▸ Página
# # # #
Na prática, o princípio de uma ação um voto significaria que as empresas que negociem apenas ações da classe ON (ordinárias, que dão direito a voto) exibem padrão mais elevado de governança. A Abrasca não concorda e a questão voltou, inclusive, a ser discutida em mercados desenvolvidos onde já era aplicado. A Bolsa de Nova York, a primeira a exigir a negociação apenas de ações com direito de voto, já permite a negociação de ouras classes de ações.

Segundo Castro, as relações com investidores têm mostrado que eles não tem preconceito contra ações preferenciais (que não dão direito de voto). Por isso, acabar com esta classe de ações não faz sentido; o investidor prefere liquidez e na bolsa brasileira as preferenciais são as ações que têm a maior liquidez, observa.

Para Schneider, o princípio uma ação um voto não deve constar do código unificado, porque pode acarretar um engessamento. O investidor não é obrigado a comprar ação e cabe a ele escolher se votar é muito importante. “Posso gostar de uma empresa, do setor e porque não investir nela se ela tiver um histórico interessante, se me dá a informação que preciso”.
# # # #
Dados de rotulagem por coordenadas
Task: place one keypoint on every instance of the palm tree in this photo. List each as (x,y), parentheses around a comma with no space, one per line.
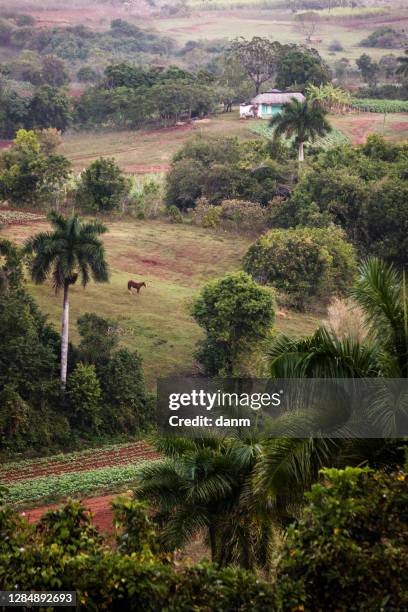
(380,291)
(287,466)
(303,120)
(204,484)
(72,249)
(403,65)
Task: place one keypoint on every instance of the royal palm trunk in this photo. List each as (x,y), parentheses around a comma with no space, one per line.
(64,335)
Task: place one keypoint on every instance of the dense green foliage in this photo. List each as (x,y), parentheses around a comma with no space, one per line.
(304,263)
(350,548)
(102,186)
(386,38)
(29,175)
(129,96)
(73,556)
(235,313)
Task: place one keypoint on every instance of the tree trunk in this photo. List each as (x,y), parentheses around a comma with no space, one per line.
(64,336)
(213,546)
(301,152)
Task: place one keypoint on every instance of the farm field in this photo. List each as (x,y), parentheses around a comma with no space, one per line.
(357,126)
(174,261)
(141,152)
(277,24)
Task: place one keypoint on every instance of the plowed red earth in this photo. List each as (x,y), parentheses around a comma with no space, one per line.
(98,506)
(98,458)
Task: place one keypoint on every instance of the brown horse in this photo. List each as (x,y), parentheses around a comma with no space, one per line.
(137,286)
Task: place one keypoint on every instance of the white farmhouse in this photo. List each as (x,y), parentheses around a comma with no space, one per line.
(268,104)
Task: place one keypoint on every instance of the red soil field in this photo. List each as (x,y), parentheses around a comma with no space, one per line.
(123,455)
(141,169)
(98,506)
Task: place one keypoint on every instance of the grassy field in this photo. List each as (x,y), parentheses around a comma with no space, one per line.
(277,24)
(174,261)
(147,151)
(357,126)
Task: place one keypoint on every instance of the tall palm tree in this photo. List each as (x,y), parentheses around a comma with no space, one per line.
(403,65)
(72,249)
(303,120)
(204,485)
(287,466)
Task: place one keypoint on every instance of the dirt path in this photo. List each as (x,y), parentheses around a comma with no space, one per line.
(99,506)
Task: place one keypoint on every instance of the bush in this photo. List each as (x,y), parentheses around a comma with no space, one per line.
(350,549)
(84,392)
(380,106)
(305,263)
(128,408)
(102,187)
(236,215)
(174,214)
(336,46)
(72,556)
(386,38)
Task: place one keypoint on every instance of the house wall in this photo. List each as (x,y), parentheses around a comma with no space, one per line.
(270,110)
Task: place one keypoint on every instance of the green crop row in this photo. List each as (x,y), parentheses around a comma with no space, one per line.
(47,489)
(380,106)
(65,457)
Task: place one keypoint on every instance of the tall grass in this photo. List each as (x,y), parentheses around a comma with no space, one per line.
(380,106)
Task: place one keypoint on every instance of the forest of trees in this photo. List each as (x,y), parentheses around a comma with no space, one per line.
(290,524)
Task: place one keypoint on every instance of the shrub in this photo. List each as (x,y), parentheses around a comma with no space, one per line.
(72,556)
(380,106)
(128,408)
(350,549)
(346,319)
(386,38)
(305,263)
(84,392)
(102,186)
(236,215)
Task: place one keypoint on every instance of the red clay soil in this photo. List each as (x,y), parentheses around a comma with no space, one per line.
(98,506)
(141,169)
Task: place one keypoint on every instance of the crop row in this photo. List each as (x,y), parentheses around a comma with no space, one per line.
# # # #
▸ Objetivos
1 – Na página sobre o princípio uma ação um voto, como fica em forma de lista o parágrafo que começa com "Segundo Castro", mantendo os fatos principais?
2 – Segundo a página sobre o princípio uma ação um voto, qual bolsa foi a primeira a exigir a negociação apenas de ações com direito de voto?
3 – Dê sequência à página sobre o princípio uma ação um voto, escrevendo o trecho que viria logo após a última frase.

▸ Respostas esperadas
1 –
- Segundo Castro, as relações com investidores mostram que eles não têm preconceito contra ações preferenciais, que não dão direito de voto.
- Por isso, acabar com essa classe de ações não faz sentido.
- O investidor prefere liquidez, e na bolsa brasileira as preferenciais são as ações de maior liquidez.

2 – A Bolsa de Nova York.

3 –
Conforme o auditor da Deloitte, a questão sobre se o direito de voto deva ser proporcional ao investimento voltou a ser discutida no mundo inteiro. Mescher observa que a estrutura de capital não pode ser simplificada e deve depender da motivação dos investidores que também são válidas e podem ser diferentes de uma ação um voto. Na França, por exemplo, os votos de investidores de longo prazo podem ter mais peso que sua proporcionalidade no capital.

Pratique, explique, fiscalize

A adoção do modelo pratique ou explique para o código unificado também tem sido alvo de polêmica. Para Mescher, o modelo pode criar estigma daquelas empresas que explicam. O auditor também observa que o monitoramento do novo código vai ser fundamental. “Sem cobrança o código pode não sair do papel”.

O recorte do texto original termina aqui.